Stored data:
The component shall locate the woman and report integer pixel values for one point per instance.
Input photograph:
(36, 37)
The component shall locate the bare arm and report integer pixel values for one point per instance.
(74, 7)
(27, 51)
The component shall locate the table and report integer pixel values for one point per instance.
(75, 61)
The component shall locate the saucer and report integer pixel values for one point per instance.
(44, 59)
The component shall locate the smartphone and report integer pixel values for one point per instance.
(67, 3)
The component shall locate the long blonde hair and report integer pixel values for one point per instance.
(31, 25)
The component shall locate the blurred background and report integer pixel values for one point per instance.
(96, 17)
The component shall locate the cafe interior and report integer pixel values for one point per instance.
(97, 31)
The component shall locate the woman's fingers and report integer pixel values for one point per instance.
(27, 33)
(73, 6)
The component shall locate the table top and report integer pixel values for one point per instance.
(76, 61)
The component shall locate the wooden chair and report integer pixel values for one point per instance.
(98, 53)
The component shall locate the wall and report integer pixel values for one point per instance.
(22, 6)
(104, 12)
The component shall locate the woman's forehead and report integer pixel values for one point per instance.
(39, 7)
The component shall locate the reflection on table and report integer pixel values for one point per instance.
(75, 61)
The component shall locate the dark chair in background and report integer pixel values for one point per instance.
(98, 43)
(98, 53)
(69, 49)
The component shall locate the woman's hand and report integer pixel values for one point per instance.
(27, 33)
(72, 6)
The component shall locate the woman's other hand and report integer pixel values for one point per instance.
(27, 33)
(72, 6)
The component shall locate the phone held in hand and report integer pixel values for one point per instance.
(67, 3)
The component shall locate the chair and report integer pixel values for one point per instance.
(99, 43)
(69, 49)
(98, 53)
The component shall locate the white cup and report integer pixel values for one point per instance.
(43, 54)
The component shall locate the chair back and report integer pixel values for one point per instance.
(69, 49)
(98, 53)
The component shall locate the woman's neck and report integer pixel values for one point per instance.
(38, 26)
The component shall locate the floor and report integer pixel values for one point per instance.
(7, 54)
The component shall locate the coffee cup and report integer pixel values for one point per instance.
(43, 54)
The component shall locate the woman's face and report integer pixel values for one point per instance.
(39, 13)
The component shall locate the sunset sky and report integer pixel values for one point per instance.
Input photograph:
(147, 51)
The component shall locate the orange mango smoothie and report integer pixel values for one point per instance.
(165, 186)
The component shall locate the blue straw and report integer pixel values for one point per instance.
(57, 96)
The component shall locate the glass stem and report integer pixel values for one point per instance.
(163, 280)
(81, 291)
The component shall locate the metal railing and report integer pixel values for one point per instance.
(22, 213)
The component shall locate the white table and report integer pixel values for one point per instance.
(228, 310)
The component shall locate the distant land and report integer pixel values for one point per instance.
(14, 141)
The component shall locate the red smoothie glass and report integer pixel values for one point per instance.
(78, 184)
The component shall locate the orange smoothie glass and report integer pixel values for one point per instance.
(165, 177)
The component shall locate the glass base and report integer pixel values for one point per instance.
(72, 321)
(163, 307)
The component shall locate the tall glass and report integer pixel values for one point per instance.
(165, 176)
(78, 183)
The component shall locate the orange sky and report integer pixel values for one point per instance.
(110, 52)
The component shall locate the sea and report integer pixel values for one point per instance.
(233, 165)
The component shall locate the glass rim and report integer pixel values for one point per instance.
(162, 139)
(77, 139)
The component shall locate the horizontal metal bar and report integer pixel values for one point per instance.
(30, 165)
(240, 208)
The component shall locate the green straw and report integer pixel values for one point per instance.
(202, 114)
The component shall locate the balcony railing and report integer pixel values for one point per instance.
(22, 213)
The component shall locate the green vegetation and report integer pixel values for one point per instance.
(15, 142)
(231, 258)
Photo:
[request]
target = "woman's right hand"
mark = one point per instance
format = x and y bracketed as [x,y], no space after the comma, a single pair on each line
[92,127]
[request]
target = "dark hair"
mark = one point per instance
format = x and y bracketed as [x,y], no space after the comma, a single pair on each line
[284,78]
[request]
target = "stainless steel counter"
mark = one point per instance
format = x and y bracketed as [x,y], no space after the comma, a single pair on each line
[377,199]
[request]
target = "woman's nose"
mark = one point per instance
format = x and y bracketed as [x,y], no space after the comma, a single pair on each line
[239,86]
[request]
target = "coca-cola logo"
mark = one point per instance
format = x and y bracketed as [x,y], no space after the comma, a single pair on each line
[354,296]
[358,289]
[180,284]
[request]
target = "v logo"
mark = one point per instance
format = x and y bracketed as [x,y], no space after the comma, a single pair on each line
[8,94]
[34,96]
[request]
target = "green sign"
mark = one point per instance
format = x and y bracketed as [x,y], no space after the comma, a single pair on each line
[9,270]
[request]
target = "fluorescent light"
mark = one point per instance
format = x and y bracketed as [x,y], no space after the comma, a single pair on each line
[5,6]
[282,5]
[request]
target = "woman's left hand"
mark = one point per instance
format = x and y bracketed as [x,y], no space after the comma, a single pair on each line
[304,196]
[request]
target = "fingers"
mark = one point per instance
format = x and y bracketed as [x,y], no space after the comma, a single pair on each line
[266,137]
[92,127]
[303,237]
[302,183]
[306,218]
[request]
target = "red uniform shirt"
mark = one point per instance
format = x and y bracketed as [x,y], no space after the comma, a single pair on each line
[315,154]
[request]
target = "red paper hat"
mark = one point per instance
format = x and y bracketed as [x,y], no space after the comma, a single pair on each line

» **WORK ORDER**: The reply must repeat all of the records precisely.

» **WRITTEN SOLUTION**:
The component shall locate the woman and report integer pixel values for one point per instance.
Input photograph:
(36, 37)
The component shall locate the bare arm and report integer pixel values for one point per instance.
(74, 7)
(27, 51)
The component shall locate the table and report integer pixel values for one point per instance.
(75, 61)
The component shall locate the saucer and report integer pixel values for one point per instance.
(44, 59)
The component shall locate the smartphone and report integer pixel values for one point per instance.
(67, 3)
The component shall locate the long blonde hair and report integer pixel values for one point per instance.
(31, 25)
The component shall locate the blurred background and report integer pixel values for one point per instance.
(96, 17)
The component shall locate the cafe interior and report integer pixel values for one point per instance.
(97, 31)
The component shall locate the woman's fingers and report integer pixel values for one point per instance.
(27, 33)
(73, 6)
The component shall locate the table top and report integer pixel values for one point per instance.
(76, 61)
The component shall locate the wooden chair and report integer pixel values for one point per instance.
(98, 53)
The component shall locate the wall and report integer pixel values for one point per instance.
(22, 6)
(104, 12)
The component shall locate the woman's forehead and report integer pixel values for one point per instance.
(39, 7)
The component shall locate the reflection on table and report integer pixel values for one point per instance.
(75, 61)
The component shall locate the dark chair in background and report integer pixel values for one point per instance.
(98, 43)
(98, 53)
(69, 49)
The component shall locate the woman's hand and report integer pixel values for one point per instance.
(27, 33)
(72, 6)
The component shall locate the woman's other hand and report integer pixel values for one point per instance.
(27, 33)
(72, 6)
The component shall locate the phone held in hand and report integer pixel values for one point per instance.
(67, 3)
The component shall locate the chair and report integer pixel values for one point per instance.
(99, 43)
(69, 49)
(98, 53)
The component shall locate the white cup and report integer pixel values for one point per instance.
(43, 54)
The component shall locate the chair back and report integer pixel values for one point per instance.
(69, 49)
(98, 53)
The component shall locate the woman's neck and report integer pixel values for one point per instance.
(38, 26)
The component shall locate the floor and report integer pixel values for one point per instance.
(7, 54)
The component shall locate the coffee cup and report integer pixel values for one point per instance.
(43, 54)
The component shall locate the woman's face and report integer pixel values for one point per instance.
(39, 13)
The component shall locate the sunset sky and report integer pixel values for one point per instance.
Input photograph:
(147, 51)
The component shall locate the orange mango smoothie and report integer pixel values for one point per instance.
(165, 186)
The component shall locate the blue straw and report integer pixel values for one point per instance.
(57, 96)
The component shall locate the glass stem and report integer pixel values for one point per instance.
(163, 280)
(81, 291)
The component shall locate the metal railing and report integer pixel values for one point per instance.
(22, 213)
The component shall locate the white table and report integer pixel values for one point per instance.
(228, 310)
The component shall locate the distant land and report integer pixel values for one point per instance.
(14, 141)
The component shall locate the red smoothie glass and report integer pixel values for one point per instance.
(78, 184)
The component shall locate the orange smoothie glass and report integer pixel values for one point per instance.
(165, 177)
The component shall locate the glass base and report integer pixel values for one point per instance.
(72, 321)
(163, 307)
The component shall locate the tall glass and report integer pixel values for one point per instance.
(165, 176)
(78, 183)
The component shall locate the orange sky and report integer pixel values for one point per instance.
(110, 52)
The component shall locate the sea and report integer pixel values for one point per instance.
(233, 165)
The component shall locate the glass rim and report integer pixel values for one point per instance.
(162, 139)
(77, 139)
The component shall locate the horizontal metal bar and report integer pixel values for one point per instance.
(30, 165)
(240, 208)
The component shall locate the green straw and report integer pixel values for one point per instance.
(202, 114)
The component shall locate the balcony railing and report integer pixel values for one point per instance.
(22, 213)
The component shall locate the green vegetation and report integer pixel values for one point per instance.
(15, 142)
(231, 258)
Photo:
[request]
target = "woman's right hand"
mark = one point per instance
format = x and y bracketed as [x,y], no space after the comma, a single pair on each line
[92,127]
[request]
target = "dark hair"
mark = one point per instance
format = x and y bracketed as [x,y], no space after the comma, a single pair on each line
[284,78]
[request]
target = "stainless steel counter"
mark = one point per instance
format = x and y bracketed as [x,y], no space after the comma, a single pair on each line
[377,199]
[request]
target = "woman's nose"
mark = one point per instance
format = x and y bracketed as [x,y], no space after the comma, a single pair on each line
[239,86]
[request]
target = "coca-cola logo"
mark = one point per instance
format = x and y bracketed as [x,y], no space after the comma, a single pair on each line
[354,296]
[358,289]
[180,284]
[request]
target = "v logo"
mark = one point per instance
format = x and y bracketed as [x,y], no space after the comma, a single pair on each line
[8,94]
[34,96]
[request]
target = "green sign"
mark = one point per instance
format = x and y bracketed as [x,y], no space after the comma, a single pair on each line
[9,270]
[request]
target = "fluorescent light"
mark = one point per instance
format = x and y bracketed as [x,y], no space after the comma, a single pair on each line
[5,6]
[282,5]
[request]
target = "woman's left hand"
mark = one point per instance
format = x and y bracketed as [x,y], no space after the comma, a single pair on each line
[304,196]
[request]
target = "fingers"
mark = one point per instance
format = x and y bracketed as [x,y], no space after the comma, a single pair on each line
[266,137]
[92,127]
[303,237]
[302,183]
[306,218]
[request]
target = "red uniform shirt"
mark = one point per instance
format = x and y bracketed as [x,y], no space after the comma, a single pair on each line
[315,154]
[request]
target = "red paper hat"
mark = one point per instance
format = x and y bracketed as [x,y], no space after the comma, a single pair on each line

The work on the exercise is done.